Exercise: The entries below should be quoted exactly, with no pictures carried over.

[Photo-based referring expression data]
^^^^
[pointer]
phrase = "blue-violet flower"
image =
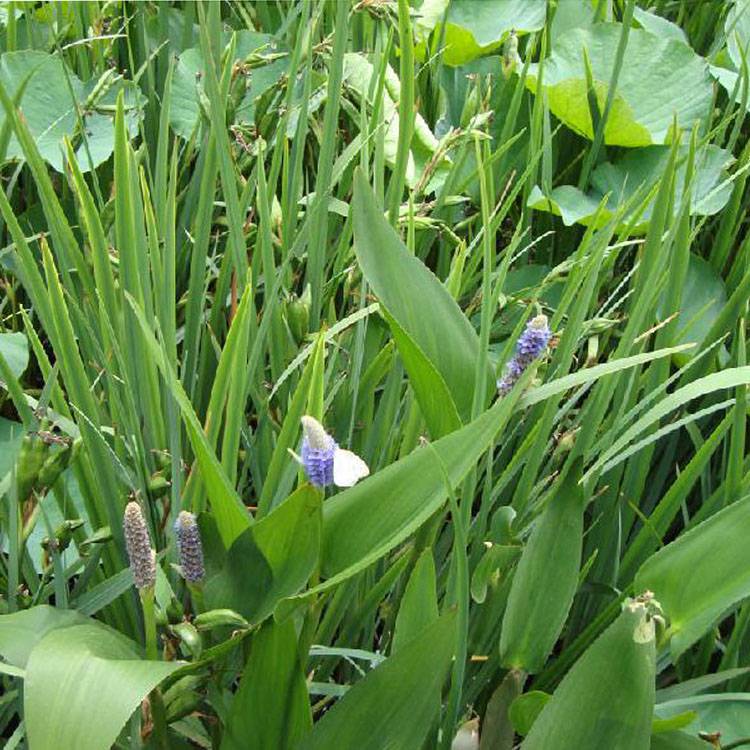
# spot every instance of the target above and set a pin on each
(324, 462)
(531, 344)
(138, 543)
(190, 547)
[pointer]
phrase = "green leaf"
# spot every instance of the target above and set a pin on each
(549, 568)
(525, 709)
(475, 29)
(364, 522)
(417, 301)
(435, 400)
(697, 577)
(677, 741)
(728, 713)
(737, 29)
(21, 631)
(270, 710)
(231, 515)
(15, 350)
(659, 26)
(271, 560)
(394, 706)
(660, 79)
(497, 732)
(49, 106)
(622, 178)
(703, 298)
(188, 89)
(676, 722)
(491, 567)
(77, 673)
(419, 607)
(607, 698)
(360, 75)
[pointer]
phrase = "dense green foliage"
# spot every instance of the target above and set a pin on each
(218, 218)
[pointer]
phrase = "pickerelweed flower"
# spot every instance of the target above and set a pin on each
(324, 462)
(190, 547)
(531, 344)
(138, 543)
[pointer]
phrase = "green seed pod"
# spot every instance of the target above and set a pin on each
(29, 463)
(606, 700)
(175, 612)
(188, 634)
(217, 618)
(56, 462)
(298, 318)
(158, 485)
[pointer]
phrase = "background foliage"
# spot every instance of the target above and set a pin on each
(220, 217)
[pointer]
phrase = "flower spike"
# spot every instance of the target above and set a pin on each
(324, 462)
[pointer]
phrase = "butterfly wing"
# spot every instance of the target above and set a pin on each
(348, 468)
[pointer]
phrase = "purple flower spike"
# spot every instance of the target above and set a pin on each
(190, 547)
(324, 462)
(318, 451)
(531, 344)
(138, 543)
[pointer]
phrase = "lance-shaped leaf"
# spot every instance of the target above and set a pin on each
(545, 581)
(607, 698)
(423, 309)
(701, 574)
(394, 706)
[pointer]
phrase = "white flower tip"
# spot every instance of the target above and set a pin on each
(315, 433)
(348, 468)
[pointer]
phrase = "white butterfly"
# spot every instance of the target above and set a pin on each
(348, 468)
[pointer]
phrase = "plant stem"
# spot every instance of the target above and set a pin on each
(157, 704)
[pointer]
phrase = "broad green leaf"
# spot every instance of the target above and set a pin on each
(703, 298)
(525, 709)
(435, 400)
(415, 299)
(231, 515)
(394, 706)
(549, 568)
(271, 709)
(701, 574)
(364, 522)
(737, 29)
(659, 26)
(475, 29)
(270, 560)
(660, 79)
(49, 105)
(188, 93)
(607, 698)
(15, 350)
(622, 178)
(698, 684)
(358, 75)
(82, 684)
(491, 567)
(419, 607)
(673, 723)
(728, 713)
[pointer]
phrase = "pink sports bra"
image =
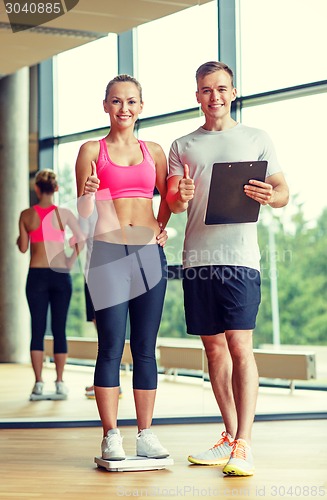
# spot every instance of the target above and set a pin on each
(117, 181)
(46, 231)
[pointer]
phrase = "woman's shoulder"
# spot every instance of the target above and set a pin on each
(27, 213)
(90, 147)
(153, 147)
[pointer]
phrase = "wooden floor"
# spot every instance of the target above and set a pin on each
(186, 397)
(290, 458)
(57, 462)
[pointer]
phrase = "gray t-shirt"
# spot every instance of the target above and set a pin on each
(229, 244)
^^^^
Task result:
[pointer]
phrase = "blue-violet flower"
image =
# spot every instance of the target above and set a pin on each
(324, 462)
(531, 344)
(138, 543)
(190, 547)
[pointer]
phrase = "green leaf"
# spot every instance of the target above and set a pin on each
(549, 568)
(525, 709)
(475, 29)
(364, 522)
(417, 301)
(435, 400)
(697, 577)
(677, 741)
(728, 713)
(737, 29)
(21, 631)
(270, 710)
(231, 515)
(15, 350)
(659, 26)
(271, 560)
(394, 706)
(660, 79)
(497, 732)
(49, 106)
(622, 178)
(703, 298)
(188, 89)
(676, 722)
(491, 567)
(77, 673)
(419, 607)
(607, 698)
(360, 75)
[pointer]
phrase = "dense green foliage"
# spot every instance of the target above and set a pin on each
(218, 218)
[pointer]
phrase = "pickerelweed flower"
# spot every instance of the target above and set a pin on each
(324, 462)
(190, 547)
(531, 344)
(138, 543)
[pointer]
phrase = "green seed pod"
# spot every instance of the target above and set a pin on each
(29, 463)
(606, 700)
(175, 612)
(188, 634)
(217, 618)
(56, 462)
(298, 318)
(158, 485)
[pointer]
phrase = "background foliage"
# spot every instance of the target above and set a pin on each
(220, 217)
[pointer]
phrase = "flower spike"
# spot every instance of the target above and set a pin on each
(324, 462)
[pointer]
phrase = "butterfly wing"
# spot every instance of the target above and set a pin on each
(348, 468)
[pointer]
phrase = "purple flower spike"
# spot every instance of the target above and set a pin on each
(190, 547)
(324, 462)
(318, 451)
(531, 344)
(138, 543)
[pointer]
phrase = "lance-shaped leaf"
# spot every instance of the target above and set a pin on each
(545, 581)
(607, 698)
(423, 309)
(701, 574)
(394, 706)
[pointer]
phrase = "white flower tip"
# spot every instance of the target above and set a pin on each
(315, 433)
(348, 468)
[pointer]
phrase = "white butterfly"
# spot every instance of the target above and set a pin on each
(348, 468)
[pointer]
phrase = "plant stem"
# spot every instance of the target above and set a pin on each
(157, 704)
[pointer]
phrase = "broad green leaf"
# spot every instance of the target above and set a pin on each
(703, 298)
(525, 709)
(435, 400)
(415, 299)
(231, 515)
(394, 706)
(549, 568)
(271, 709)
(701, 574)
(364, 522)
(737, 29)
(659, 26)
(475, 29)
(270, 560)
(660, 79)
(49, 105)
(188, 93)
(607, 698)
(15, 350)
(622, 178)
(698, 684)
(358, 75)
(82, 684)
(491, 567)
(419, 607)
(673, 723)
(728, 713)
[pointer]
phrase = "pink sports bra"
image =
# spot every instance of the target above and set a pin on each
(117, 181)
(46, 231)
[pointer]
phrase = "woman's shoulder"
# spot every instance of the target above and set a pin on each
(27, 213)
(90, 147)
(153, 147)
[pointer]
phrase = "wooden floor"
# spot every instance of the target above and set a pin on each
(186, 397)
(290, 458)
(57, 462)
[pointer]
phrase = "gray t-shirt"
# spot every instance of the target above and set a pin on each
(229, 244)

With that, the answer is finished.